═══ Data excerpts ═══

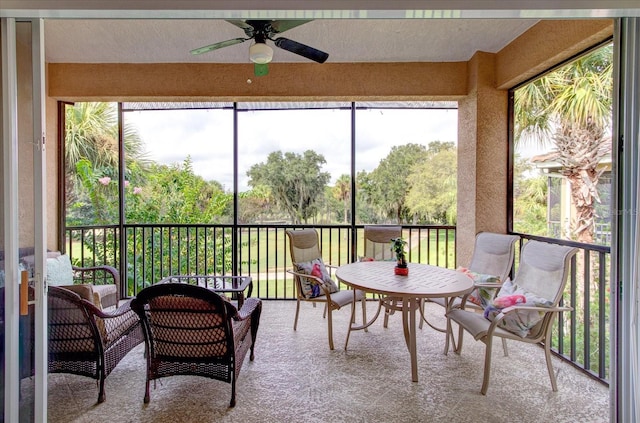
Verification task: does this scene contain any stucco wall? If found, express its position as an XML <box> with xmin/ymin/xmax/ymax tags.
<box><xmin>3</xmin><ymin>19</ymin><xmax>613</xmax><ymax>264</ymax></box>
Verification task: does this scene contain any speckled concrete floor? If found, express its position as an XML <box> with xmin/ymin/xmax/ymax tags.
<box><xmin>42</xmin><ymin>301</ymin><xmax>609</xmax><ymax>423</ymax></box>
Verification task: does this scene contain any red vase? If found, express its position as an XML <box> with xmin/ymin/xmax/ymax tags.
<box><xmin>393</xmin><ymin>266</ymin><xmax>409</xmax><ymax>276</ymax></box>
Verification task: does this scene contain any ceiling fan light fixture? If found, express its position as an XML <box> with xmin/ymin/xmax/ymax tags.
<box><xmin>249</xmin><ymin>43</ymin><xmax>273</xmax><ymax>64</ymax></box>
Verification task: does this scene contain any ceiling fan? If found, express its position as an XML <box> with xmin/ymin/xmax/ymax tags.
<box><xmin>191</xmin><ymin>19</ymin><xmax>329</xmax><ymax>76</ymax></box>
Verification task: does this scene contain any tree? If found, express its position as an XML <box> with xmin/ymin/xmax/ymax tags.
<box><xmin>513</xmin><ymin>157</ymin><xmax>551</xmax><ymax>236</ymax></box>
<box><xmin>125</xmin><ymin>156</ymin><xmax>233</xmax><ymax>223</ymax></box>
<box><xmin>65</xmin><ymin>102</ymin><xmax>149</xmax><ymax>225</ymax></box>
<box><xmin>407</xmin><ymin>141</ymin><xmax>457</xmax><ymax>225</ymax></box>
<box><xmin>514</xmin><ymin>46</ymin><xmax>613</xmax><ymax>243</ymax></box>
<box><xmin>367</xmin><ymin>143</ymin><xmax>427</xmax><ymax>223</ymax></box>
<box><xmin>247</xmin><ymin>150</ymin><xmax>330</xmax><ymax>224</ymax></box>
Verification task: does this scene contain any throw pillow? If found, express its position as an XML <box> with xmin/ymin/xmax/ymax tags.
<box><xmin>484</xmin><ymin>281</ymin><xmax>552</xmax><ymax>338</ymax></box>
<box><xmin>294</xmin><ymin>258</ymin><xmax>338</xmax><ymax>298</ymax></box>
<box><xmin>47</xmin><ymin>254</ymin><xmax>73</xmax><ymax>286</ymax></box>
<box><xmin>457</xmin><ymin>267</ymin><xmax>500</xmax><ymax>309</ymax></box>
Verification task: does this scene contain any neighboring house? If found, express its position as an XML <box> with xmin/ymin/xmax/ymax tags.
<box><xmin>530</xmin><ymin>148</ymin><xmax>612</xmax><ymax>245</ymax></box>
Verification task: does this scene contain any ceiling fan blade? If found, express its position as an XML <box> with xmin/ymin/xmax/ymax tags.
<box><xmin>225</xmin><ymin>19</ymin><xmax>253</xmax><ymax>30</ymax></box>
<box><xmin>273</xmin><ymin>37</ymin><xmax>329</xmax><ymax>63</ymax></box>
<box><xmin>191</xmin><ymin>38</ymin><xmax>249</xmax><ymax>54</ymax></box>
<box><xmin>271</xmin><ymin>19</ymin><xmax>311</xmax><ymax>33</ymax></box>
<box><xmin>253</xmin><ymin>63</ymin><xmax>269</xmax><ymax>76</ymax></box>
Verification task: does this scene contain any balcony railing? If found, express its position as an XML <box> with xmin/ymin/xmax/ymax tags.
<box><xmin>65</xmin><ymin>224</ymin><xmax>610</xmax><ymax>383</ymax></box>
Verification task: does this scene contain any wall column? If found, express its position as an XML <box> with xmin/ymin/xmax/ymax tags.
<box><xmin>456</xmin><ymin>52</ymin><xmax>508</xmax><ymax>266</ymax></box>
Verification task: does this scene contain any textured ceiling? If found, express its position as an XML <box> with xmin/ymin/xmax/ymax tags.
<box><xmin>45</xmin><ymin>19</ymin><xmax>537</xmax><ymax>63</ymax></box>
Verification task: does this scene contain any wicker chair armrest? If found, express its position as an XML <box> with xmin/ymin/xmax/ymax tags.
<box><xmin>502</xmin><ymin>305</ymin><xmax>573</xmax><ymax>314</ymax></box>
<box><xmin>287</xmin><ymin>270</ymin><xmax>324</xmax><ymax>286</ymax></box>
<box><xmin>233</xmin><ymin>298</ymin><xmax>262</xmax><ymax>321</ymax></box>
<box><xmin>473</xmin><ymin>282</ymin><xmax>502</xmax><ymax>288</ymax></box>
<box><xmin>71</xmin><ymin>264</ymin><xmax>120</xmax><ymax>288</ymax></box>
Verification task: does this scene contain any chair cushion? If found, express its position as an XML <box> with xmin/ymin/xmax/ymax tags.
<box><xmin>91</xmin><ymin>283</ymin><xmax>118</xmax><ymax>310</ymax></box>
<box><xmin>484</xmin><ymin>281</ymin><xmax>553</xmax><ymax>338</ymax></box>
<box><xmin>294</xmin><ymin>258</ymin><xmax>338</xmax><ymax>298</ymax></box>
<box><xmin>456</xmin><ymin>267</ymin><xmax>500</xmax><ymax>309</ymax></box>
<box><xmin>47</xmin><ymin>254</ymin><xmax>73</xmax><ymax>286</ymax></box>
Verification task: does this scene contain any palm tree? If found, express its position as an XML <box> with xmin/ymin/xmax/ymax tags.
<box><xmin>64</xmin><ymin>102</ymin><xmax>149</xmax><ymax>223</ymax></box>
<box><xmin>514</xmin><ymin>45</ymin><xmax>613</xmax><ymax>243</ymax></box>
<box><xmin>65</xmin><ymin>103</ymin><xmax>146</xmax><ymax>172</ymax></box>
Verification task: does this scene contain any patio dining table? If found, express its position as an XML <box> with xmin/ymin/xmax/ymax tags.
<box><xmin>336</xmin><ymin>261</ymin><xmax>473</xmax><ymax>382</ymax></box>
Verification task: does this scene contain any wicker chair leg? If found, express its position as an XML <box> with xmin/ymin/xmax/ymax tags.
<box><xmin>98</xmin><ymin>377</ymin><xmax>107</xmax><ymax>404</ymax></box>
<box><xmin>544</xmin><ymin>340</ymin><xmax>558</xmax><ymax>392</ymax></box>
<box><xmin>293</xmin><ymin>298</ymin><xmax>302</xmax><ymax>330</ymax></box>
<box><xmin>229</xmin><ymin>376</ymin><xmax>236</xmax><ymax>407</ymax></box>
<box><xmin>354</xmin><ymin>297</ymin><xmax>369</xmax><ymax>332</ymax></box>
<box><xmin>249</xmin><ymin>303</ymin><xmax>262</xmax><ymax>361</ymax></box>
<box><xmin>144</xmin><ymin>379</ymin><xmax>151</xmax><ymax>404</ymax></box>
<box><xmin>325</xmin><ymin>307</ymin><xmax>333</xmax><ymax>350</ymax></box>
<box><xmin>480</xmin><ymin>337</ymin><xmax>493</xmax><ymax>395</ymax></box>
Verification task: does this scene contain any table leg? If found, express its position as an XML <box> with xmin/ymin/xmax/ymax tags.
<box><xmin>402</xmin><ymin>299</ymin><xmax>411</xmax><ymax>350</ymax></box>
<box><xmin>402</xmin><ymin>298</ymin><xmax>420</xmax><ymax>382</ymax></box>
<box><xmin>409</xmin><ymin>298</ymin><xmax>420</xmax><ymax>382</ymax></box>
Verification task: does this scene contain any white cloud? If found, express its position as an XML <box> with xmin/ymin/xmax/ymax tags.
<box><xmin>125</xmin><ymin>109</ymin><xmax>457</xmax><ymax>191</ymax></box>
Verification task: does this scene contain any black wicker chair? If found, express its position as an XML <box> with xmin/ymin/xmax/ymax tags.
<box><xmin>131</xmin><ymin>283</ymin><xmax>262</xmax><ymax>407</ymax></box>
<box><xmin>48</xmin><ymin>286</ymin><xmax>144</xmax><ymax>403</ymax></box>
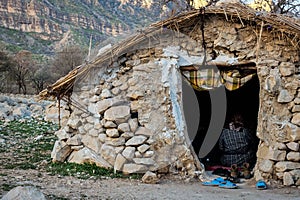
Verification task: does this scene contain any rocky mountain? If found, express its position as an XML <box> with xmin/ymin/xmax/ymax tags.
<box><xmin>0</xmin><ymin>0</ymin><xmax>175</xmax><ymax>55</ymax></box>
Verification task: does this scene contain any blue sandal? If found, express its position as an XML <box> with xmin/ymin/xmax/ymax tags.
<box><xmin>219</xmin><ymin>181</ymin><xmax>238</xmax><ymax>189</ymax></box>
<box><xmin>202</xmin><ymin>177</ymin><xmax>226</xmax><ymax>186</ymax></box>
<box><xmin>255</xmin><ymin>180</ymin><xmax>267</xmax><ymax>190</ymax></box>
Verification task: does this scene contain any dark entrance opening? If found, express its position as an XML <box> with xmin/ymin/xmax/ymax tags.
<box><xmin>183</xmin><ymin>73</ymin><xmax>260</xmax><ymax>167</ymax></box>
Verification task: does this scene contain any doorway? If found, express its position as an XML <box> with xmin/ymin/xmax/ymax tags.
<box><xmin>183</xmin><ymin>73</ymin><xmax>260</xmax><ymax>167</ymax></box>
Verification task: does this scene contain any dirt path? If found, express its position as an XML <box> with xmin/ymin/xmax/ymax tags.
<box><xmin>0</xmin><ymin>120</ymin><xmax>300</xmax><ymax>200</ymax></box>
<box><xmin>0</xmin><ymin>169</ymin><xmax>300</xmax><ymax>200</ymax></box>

═══
═══ Data excerpts ═══

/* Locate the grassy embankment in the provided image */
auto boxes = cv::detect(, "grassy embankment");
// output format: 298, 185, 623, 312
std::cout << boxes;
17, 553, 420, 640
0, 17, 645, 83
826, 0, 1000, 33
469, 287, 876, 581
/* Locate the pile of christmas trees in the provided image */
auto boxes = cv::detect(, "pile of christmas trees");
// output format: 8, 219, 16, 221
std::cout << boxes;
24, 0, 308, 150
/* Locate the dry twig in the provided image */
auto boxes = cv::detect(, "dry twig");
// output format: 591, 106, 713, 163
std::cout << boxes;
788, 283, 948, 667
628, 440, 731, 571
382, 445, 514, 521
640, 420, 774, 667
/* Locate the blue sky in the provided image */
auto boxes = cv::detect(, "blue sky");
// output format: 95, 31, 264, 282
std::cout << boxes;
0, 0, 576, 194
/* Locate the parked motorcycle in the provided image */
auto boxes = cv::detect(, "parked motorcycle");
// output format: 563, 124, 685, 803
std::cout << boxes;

═══
═══ Data excerpts ═══

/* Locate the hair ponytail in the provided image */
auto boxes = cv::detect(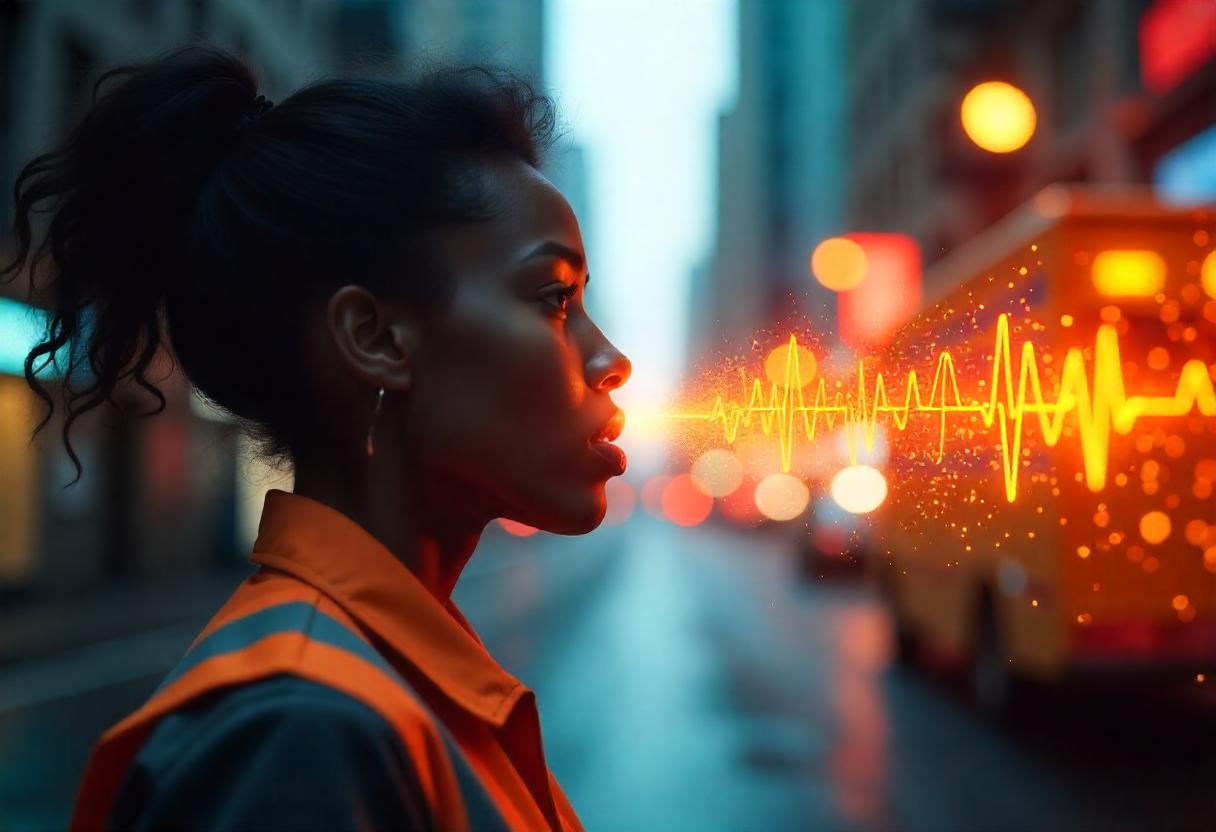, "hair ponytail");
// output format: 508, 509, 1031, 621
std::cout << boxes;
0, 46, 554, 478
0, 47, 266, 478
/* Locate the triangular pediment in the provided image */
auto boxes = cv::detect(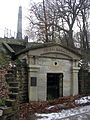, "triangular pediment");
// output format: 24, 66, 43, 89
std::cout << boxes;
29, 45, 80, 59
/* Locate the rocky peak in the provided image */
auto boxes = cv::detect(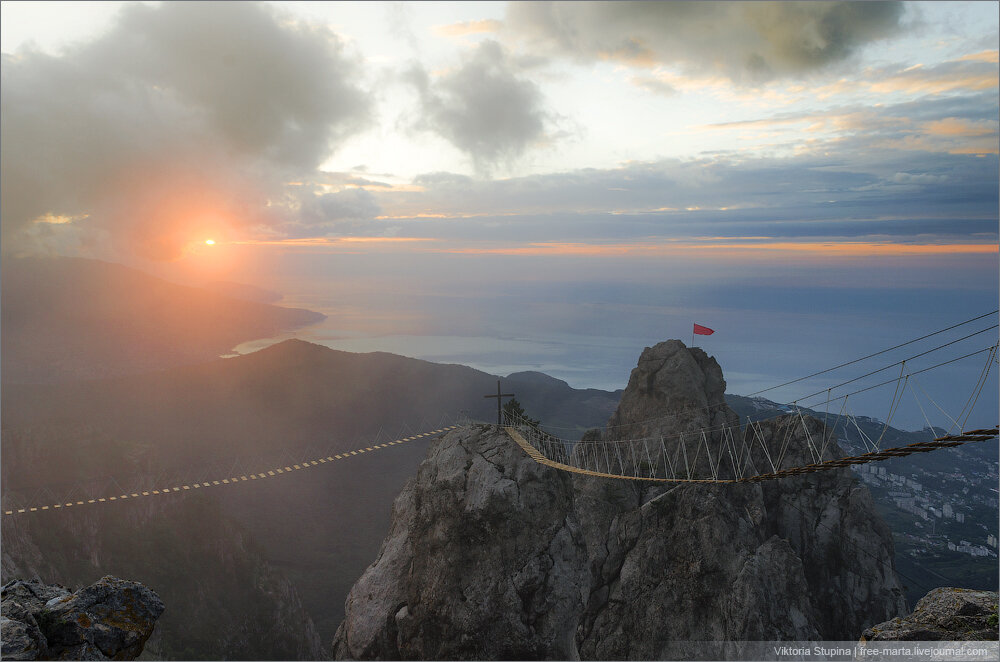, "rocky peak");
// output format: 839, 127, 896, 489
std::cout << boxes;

═══

Locate every line in the items above that contains the string "grassy" and copy each of those lines. Matching is case-sensitive.

* _Solution for this task_
/* Locate the grassy embankment in the provided image */
auto boxes = cv::detect(, "grassy embankment");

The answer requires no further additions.